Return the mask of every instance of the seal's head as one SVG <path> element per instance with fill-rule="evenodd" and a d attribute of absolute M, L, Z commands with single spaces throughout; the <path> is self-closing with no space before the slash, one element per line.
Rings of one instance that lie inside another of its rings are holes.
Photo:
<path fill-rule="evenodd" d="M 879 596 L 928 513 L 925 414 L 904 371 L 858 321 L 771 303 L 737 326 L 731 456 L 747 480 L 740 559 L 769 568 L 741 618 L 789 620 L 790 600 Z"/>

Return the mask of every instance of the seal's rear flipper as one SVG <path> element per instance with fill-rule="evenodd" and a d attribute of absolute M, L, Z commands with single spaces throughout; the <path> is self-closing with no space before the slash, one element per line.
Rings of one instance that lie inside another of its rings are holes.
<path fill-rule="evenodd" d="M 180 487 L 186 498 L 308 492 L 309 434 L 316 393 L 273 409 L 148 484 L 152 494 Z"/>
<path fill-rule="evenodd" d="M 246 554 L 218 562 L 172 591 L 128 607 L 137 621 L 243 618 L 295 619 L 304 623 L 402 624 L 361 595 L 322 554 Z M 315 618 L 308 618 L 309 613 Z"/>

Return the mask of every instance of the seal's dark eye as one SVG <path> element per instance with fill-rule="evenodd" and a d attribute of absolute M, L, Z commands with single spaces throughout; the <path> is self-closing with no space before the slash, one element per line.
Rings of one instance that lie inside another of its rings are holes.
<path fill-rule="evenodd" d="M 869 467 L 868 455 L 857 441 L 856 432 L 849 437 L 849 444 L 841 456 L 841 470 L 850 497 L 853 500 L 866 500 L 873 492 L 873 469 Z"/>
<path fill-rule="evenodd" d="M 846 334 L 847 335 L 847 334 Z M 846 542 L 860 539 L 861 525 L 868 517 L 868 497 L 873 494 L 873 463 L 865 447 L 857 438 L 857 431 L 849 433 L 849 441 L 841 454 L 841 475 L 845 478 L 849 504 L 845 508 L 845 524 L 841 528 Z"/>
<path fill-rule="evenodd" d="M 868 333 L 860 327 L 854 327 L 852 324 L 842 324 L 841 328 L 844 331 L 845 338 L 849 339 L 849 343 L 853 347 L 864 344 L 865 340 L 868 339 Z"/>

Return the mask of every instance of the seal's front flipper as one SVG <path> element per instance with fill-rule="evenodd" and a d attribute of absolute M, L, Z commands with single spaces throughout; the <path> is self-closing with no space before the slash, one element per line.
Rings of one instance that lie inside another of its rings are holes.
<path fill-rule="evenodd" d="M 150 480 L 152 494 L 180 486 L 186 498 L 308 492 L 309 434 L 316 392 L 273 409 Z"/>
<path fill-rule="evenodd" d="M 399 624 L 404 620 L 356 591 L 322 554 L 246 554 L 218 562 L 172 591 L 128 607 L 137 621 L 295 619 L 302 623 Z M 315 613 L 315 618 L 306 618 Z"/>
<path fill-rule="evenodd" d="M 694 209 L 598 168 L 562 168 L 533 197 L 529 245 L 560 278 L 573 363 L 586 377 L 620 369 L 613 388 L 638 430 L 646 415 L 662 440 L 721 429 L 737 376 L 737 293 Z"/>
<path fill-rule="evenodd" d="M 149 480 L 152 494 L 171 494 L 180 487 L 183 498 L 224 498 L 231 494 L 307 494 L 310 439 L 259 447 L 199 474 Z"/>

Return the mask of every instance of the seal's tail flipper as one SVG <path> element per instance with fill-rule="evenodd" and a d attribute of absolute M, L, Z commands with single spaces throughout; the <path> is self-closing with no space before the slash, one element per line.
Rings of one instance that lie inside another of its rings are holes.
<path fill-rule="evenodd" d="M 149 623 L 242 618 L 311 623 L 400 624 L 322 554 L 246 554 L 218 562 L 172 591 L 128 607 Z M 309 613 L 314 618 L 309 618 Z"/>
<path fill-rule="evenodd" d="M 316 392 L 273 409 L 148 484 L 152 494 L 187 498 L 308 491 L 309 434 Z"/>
=-=-=
What to produce:
Render every line of the records above as a Markdown table, omitting blank lines. Use a column "Row" for the row number and a column "Line" for the text of each line.

Response below:
| Row | Line |
|---|---|
| 1 | Return the mask of every instance of the seal's head as one SVG <path> element per instance with fill-rule="evenodd" and a d attribute of absolute M, L, Z commands with single spaces throughout; the <path> is self-closing with no space before the slash, one element per line. |
| 2 | Rings of one instance that lie inside another of its rings are holes. |
| 3 | Photo: |
| 4 | <path fill-rule="evenodd" d="M 879 596 L 928 513 L 925 414 L 904 371 L 858 321 L 771 303 L 737 326 L 731 456 L 747 480 L 740 559 L 769 568 L 741 618 L 789 620 L 790 600 Z"/> |
| 5 | Return the mask of every instance of the seal's rear flipper as one SVG <path> element per instance with fill-rule="evenodd" and a d attribute of absolute M, L, Z commands with single spaces throughout; the <path> is self-closing with no space before the slash, one element per line. |
| 6 | Rings of one instance that lie inside another of its rings are holes. |
| 7 | <path fill-rule="evenodd" d="M 180 487 L 186 498 L 308 492 L 309 434 L 316 393 L 273 409 L 148 484 L 152 494 Z"/> |
| 8 | <path fill-rule="evenodd" d="M 246 554 L 218 562 L 172 591 L 128 607 L 137 621 L 243 618 L 295 619 L 304 623 L 402 624 L 361 595 L 322 554 Z M 315 618 L 308 618 L 309 613 Z"/> |
| 9 | Return the mask of every instance of the seal's dark eye as one SVG <path> element per instance with fill-rule="evenodd" and a d attribute of absolute M, L, Z commands with single spaces throughout; the <path> is self-closing with no space before the slash, one element per line. |
| 10 | Rings of one instance that lie inside another of its rings are holes. |
| 11 | <path fill-rule="evenodd" d="M 869 467 L 868 455 L 857 441 L 856 432 L 849 437 L 849 444 L 841 456 L 841 470 L 850 497 L 853 500 L 866 500 L 873 492 L 873 469 Z"/> |
| 12 | <path fill-rule="evenodd" d="M 846 334 L 847 335 L 847 334 Z M 846 542 L 860 539 L 861 525 L 868 517 L 868 497 L 873 494 L 873 463 L 865 447 L 857 438 L 857 431 L 849 433 L 849 441 L 841 454 L 841 475 L 845 478 L 849 504 L 845 508 L 845 524 L 841 528 Z"/> |
| 13 | <path fill-rule="evenodd" d="M 868 333 L 860 327 L 854 327 L 852 324 L 842 324 L 841 328 L 844 331 L 845 338 L 849 339 L 849 343 L 853 347 L 864 344 L 865 340 L 868 339 Z"/> |
| 14 | Return the mask of every instance of the seal's front flipper as one SVG <path> element per instance with fill-rule="evenodd" and a d attribute of absolute M, L, Z commands with single spaces throughout; the <path> is self-closing with no space before the slash, one element per line. |
| 15 | Rings of one instance that lie inside another of its rings are holes. |
| 16 | <path fill-rule="evenodd" d="M 150 480 L 152 494 L 180 486 L 186 498 L 308 492 L 309 434 L 316 392 L 273 409 Z"/> |
| 17 | <path fill-rule="evenodd" d="M 399 624 L 404 620 L 356 591 L 322 554 L 246 554 L 218 562 L 172 591 L 128 607 L 137 621 L 295 619 L 302 623 Z M 315 613 L 315 618 L 306 618 Z"/> |
| 18 | <path fill-rule="evenodd" d="M 694 209 L 598 168 L 562 168 L 533 197 L 529 245 L 560 278 L 573 363 L 586 377 L 620 369 L 613 388 L 638 430 L 646 415 L 662 440 L 721 429 L 737 376 L 737 293 Z"/> |
| 19 | <path fill-rule="evenodd" d="M 149 480 L 152 494 L 171 494 L 180 487 L 183 498 L 224 498 L 231 494 L 307 494 L 310 439 L 259 447 L 199 474 Z"/> |
| 20 | Return the mask of every instance of the seal's tail flipper as one SVG <path> element per instance with fill-rule="evenodd" and a d attribute of absolute M, L, Z commands with single spaces throughout; the <path> is self-closing with no space before the slash, one element per line. |
| 21 | Rings of one instance that lie inside another of its rings are holes. |
| 22 | <path fill-rule="evenodd" d="M 149 623 L 242 618 L 311 623 L 400 624 L 322 554 L 246 554 L 218 562 L 172 591 L 128 607 Z M 309 613 L 314 618 L 309 618 Z"/> |
| 23 | <path fill-rule="evenodd" d="M 316 392 L 273 409 L 148 484 L 152 494 L 187 498 L 308 491 L 309 434 Z"/> |